Name That Tune
This week’s Name That Tune was submitted by Listener Jeremy. Here’s your hint: this composer married twice. No Googling!
As always, your goal is to provide as much accurate analysis as possible. First try to get the nationality, year, and genre, then make educated guesses about the composer and — if possible— the piece. If you know the piece immediately, send us an email at toneprose@substack.com instead of commenting so the rest of us can have fun guessing.
Last Week’s Results
Tone Prose 74
Vivaldi, Concerto for Viola d’amore in A minor
Listener Laurie did a masterful job of sussing out not only the composer and (basically) the instrument, but also the film I (Will) was referencing! The Favourite was the movie soundtrack that includes this track by Vivaldi. She bolstered her bucket with Handel and Telemann, both good ideas. Joey bandwaggonned with those, adding Purcell and J.C. Bach.
Congrats also to first-time NTT guesser Listener Gregor, who wrote in to guess Vivaldi!

---

▶ Problems to solve:
A – From the Name That Tune post, reproduce the passage that begins at the words "As always, your" and stops after "and J.C. Bach.".
B – According to the Name That Tune post, why should someone who recognizes the piece right away send an email rather than post a comment?
C – Carry the Name That Tune post forward from its final sentence.

▶ Data shown:
---

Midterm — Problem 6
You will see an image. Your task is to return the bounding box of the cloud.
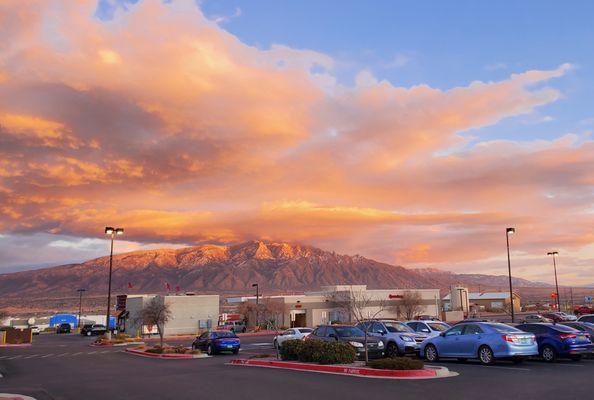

---

▶ Task-by-task outputs:
A –
As always, your goal is to provide as much accurate analysis as possible. First try to get the nationality, year, and genre, then make educated guesses about the composer and — if possible— the piece. If you know the piece immediately, send us an email at toneprose@substack.com instead of commenting so the rest of us can have fun guessing.
Last Week’s Results
Tone Prose 74
Vivaldi, Concerto for Viola d’amore in A minor
Listener Laurie did a masterful job of sussing out not only the composer and (basically) the instrument, but also the film I (Will) was referencing! The Favourite was the movie soundtrack that includes this track by Vivaldi. She bolstered her bucket with Handel and Telemann, both good ideas. Joey bandwaggonned with those, adding Purcell and J.C. Bach.

B – Sending an email keeps the answer out of the comments, so the rest of the readers can still have fun guessing.

C –
Think you can stump your fellow Listeners? Go ahead and try!
Head to our Google Form to upload a 30-second clip of an unidentified piece of classical music for us to try to identify.
HBD JV!
Folks, it’s Joey’s birthday, his 27th if I (Will) am not mistaken. Three cheers for a great friend, co-editor, and fellow artist, and many happy returns!
Opera NEWS!
From a report in the Associated Press:
The Los Angeles Opera has scrapped plans for the world premiere of Mason Bates’ “The Amazing Adventures of Kavalier & Clay” this fall because of finances. The work will instead open with a student cast at Indiana University’s Jacobs School of Music.
Bates’ composition, based on Michael Chabon’s Pulitzer Prize-winning novel, is a co-commission with the Metropolitan Opera and was to have originated at the Dorothy Chandler Pavilion on Oct. 26. Instead, it will have four performances from Nov. 15-22 at the Musical Arts Center in Bloomington, Indiana, then move to the Met as planned for its 2025-26 season.
“It was a very ambitious and therefore expensive project, and unfortunately in the current conditions, it wasn’t something that we can manage,” LA Opera CEO Christopher Koelsch said. “Operationally we are kind of back to pre-COVID normalcy in terms of income. The audience is back and both earned and contributed revenue is stable. The big difference is the cost structure is not pre-COVID.”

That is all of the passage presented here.